| EXTRACT TO READ |
######

Six months ended December 31, 1995 compared with six months ended December 31,
1994.

        Net sales for the six months ended December 31, 1995 were $1,858,689
   compared to net sales of $2,559,121 for the six months ended December 31,
   1994. The Company's net sales for both the six months ended December 31,
   1995 and 1994 were derived primarily from the sale of Primidone, a generic
   version of Wyeth Ayerst's Mysoline(R), an anti-convulsant; Butalbital
   Compound Capsules ("BCC"), a generic version of Sandoz's Fiorinal(R); and
   Dicyclomine Hydrochloride USP, 10mg Capsules ("Dicyclomine"), a generic
   version of Marion Merrell Dow's Bentyl(R), an antispasmodic and
   anticholinergic agent, which the Company began manufacturing and
   distributing in July 1994. In addition during the six months ended December
   31, 1994, the Company performed a limited amount of contract repackaging
   for other manufacturing companies. The contract repackaging performed, and
   the introduction of Dicyclomine in July 1994, caused sales during the six
   month period ended December 31, 1994 to be high as customers began filling
   their distribution channels with this new product.

######

| GIVEN REQUEST 1 |
Translate this sentence from the sales report into Spanish: "Net sales for the six months ended December 31, 1995 were $1,858,689 compared to net sales of $2,559,121 for the six months ended December 31, 1994."

######

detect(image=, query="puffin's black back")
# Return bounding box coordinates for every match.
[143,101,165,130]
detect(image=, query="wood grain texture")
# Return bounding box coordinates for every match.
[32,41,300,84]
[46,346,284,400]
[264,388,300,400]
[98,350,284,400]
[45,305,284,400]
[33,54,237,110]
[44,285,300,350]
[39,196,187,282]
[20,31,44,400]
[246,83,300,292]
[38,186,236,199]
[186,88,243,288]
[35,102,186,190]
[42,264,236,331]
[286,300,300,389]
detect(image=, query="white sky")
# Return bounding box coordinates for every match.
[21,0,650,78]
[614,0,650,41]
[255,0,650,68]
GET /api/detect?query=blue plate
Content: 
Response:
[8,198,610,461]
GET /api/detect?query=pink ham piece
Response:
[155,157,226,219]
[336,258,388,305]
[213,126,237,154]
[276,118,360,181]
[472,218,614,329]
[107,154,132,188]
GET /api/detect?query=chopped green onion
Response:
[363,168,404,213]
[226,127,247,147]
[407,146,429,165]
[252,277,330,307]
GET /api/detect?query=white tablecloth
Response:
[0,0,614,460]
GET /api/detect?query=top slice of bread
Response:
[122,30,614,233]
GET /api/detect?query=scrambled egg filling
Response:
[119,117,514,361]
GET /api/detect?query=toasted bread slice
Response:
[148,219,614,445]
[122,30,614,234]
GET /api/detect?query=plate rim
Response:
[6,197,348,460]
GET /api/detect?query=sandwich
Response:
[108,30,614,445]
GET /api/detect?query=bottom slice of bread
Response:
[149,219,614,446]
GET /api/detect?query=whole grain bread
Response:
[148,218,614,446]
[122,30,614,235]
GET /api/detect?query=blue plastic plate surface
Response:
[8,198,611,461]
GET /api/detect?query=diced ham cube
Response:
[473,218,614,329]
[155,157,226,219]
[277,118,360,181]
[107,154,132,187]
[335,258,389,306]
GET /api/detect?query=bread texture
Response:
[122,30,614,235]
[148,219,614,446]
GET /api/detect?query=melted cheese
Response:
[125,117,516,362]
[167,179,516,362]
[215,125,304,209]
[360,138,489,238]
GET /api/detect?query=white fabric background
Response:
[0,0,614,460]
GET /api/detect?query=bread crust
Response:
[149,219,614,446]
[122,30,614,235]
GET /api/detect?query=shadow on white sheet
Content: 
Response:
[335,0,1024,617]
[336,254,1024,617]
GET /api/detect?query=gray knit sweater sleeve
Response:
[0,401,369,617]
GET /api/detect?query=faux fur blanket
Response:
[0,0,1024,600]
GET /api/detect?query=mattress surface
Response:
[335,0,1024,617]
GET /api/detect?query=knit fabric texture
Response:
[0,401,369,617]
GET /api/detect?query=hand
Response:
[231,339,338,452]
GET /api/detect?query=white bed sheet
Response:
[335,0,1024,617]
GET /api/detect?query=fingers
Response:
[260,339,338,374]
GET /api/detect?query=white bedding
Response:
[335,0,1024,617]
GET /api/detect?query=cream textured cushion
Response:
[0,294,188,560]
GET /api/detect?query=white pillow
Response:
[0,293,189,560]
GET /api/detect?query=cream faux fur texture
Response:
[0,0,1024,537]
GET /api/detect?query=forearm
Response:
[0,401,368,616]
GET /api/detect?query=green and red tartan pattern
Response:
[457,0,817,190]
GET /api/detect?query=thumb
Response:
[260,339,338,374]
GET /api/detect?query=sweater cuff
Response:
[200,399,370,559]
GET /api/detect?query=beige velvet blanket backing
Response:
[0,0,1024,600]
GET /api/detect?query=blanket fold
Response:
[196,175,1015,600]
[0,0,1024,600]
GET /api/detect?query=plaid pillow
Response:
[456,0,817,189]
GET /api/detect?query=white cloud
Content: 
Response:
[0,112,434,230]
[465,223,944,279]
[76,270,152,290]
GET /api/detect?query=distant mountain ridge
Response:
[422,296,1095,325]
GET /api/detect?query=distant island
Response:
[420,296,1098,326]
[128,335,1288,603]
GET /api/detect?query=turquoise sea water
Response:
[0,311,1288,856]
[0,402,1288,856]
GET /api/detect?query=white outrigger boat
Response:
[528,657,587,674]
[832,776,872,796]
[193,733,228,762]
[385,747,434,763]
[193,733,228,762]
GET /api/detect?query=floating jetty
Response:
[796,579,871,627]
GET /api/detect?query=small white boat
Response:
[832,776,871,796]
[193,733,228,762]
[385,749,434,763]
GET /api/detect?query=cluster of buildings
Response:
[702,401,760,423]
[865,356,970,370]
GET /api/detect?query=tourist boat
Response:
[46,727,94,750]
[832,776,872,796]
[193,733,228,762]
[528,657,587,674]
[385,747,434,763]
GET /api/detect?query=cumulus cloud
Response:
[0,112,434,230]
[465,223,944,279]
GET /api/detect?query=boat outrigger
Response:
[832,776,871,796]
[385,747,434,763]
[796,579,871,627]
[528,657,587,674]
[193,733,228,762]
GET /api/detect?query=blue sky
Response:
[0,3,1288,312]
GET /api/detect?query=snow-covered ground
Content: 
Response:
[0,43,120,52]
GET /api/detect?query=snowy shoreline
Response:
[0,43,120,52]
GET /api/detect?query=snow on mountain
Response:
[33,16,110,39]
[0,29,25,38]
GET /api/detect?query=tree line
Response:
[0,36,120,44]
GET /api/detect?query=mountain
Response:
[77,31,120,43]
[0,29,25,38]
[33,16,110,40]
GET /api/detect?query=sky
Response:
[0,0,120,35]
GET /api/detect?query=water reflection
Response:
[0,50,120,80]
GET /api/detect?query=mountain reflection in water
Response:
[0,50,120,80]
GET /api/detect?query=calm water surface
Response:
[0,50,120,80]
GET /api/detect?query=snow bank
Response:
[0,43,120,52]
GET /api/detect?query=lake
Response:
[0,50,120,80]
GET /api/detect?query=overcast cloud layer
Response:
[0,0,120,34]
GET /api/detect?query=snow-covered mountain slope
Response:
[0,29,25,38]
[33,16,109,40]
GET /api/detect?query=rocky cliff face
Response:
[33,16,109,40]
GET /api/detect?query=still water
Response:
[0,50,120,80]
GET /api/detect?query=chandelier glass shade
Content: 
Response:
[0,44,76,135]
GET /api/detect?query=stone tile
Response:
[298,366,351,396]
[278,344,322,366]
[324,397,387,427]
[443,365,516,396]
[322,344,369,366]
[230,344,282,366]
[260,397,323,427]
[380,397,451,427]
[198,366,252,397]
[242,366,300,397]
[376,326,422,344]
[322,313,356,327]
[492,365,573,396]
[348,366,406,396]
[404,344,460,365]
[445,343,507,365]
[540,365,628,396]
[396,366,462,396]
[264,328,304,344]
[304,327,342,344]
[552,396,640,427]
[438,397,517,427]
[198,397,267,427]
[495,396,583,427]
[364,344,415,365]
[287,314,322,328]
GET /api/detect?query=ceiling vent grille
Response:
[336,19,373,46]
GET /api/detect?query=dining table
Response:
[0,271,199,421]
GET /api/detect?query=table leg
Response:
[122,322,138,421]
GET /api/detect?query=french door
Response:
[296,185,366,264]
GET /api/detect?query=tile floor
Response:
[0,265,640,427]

######

| GIVEN REQUEST 2 |
Switch "wood grain texture" to "wooden surface" in the listing, from its first line through the line with "[286,300,300,389]". Write out those lines again with nothing else changed.

| WORKED ANSWER 1 |
Las ventas netas de los seis meses terminados el 31 de diciembre de 1995 fueron de $1,858,689, frente a unas ventas netas de $2,559,121 de los seis meses terminados el 31 de diciembre de 1994.

| WORKED ANSWER 2 |
detect(image=, query="puffin's black back")
# Return bounding box coordinates for every match.
[143,101,165,130]
detect(image=, query="wooden surface")
# Return bounding box coordinates for every match.
[32,41,300,84]
[46,346,284,400]
[264,388,300,400]
[98,350,284,400]
[45,305,284,400]
[33,54,237,110]
[44,285,300,350]
[39,196,187,282]
[20,31,44,400]
[246,83,300,292]
[38,186,236,199]
[186,88,243,288]
[35,102,186,190]
[42,264,236,331]
[286,300,300,389]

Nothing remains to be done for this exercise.